- **SET EXERCISE**
Put the rows below into a two-column CSV with the columns "text" and "answer", one line for each row. Wrap each field in quotes and replace line breaks with spaces.

- **EXERCISE INPUTS**
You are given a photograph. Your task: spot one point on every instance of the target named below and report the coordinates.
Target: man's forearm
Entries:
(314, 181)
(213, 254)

- **SOLUTION FOR THIS TASK**
text,answer
"You are given a photograph. Your task: spot one point on every instance of the target named below and report the coordinates. Target: man's forearm Entries:","(314, 181) (213, 254)"